▶ [Recorded data]
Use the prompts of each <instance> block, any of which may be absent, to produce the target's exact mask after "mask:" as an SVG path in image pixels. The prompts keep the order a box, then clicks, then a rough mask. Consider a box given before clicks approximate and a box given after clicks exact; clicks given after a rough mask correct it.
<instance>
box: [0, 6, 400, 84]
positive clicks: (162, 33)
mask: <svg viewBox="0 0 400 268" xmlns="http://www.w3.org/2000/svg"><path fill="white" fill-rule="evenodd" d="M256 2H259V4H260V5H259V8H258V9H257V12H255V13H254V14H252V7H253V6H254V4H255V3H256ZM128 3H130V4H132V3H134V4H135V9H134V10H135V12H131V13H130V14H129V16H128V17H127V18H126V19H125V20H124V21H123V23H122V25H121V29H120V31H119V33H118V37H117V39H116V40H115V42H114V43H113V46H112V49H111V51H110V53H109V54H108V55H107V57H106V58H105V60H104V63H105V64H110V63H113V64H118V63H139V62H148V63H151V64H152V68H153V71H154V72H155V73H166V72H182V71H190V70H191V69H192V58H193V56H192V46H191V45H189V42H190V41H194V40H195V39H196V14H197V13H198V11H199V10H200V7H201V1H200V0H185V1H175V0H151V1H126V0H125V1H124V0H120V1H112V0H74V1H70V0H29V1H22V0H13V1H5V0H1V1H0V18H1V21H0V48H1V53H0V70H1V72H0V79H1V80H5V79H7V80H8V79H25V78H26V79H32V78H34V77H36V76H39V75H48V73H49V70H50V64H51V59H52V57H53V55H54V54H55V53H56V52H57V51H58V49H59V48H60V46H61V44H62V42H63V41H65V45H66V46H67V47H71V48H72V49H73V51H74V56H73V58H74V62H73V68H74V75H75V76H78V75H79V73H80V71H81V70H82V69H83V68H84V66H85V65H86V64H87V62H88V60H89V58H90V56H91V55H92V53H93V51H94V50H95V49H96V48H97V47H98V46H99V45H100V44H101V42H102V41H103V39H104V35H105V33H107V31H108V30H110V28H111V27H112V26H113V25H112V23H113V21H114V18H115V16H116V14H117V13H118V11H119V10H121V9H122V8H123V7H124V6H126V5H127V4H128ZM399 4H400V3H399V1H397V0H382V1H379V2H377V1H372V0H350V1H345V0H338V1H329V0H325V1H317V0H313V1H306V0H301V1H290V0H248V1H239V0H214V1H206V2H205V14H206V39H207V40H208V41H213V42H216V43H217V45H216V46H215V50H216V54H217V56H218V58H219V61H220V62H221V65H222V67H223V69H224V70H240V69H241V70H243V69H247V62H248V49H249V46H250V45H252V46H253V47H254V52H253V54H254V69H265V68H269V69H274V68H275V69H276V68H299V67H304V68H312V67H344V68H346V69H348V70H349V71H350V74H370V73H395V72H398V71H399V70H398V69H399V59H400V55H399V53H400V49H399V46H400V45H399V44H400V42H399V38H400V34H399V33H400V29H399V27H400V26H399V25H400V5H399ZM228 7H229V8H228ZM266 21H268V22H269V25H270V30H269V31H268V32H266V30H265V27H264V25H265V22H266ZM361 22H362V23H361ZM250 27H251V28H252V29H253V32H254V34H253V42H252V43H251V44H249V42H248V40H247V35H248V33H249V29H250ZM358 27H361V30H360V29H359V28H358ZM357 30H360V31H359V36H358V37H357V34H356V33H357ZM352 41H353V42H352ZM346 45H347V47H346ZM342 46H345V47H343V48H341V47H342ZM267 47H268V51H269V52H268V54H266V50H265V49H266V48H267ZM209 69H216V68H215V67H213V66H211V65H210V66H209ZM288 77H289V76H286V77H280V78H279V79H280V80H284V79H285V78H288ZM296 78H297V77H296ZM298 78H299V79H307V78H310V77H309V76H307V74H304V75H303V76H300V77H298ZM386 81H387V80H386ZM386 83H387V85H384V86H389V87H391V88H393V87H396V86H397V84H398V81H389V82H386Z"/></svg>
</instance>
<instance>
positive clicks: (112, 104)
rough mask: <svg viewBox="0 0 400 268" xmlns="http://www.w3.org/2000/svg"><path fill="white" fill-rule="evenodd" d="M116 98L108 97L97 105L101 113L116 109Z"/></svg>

▶ [EXERCISE INSTRUCTIONS] Determine the number of lines in the data above that hold "instance", and reply with that number alone.

▶ [ANSWER BOX] 4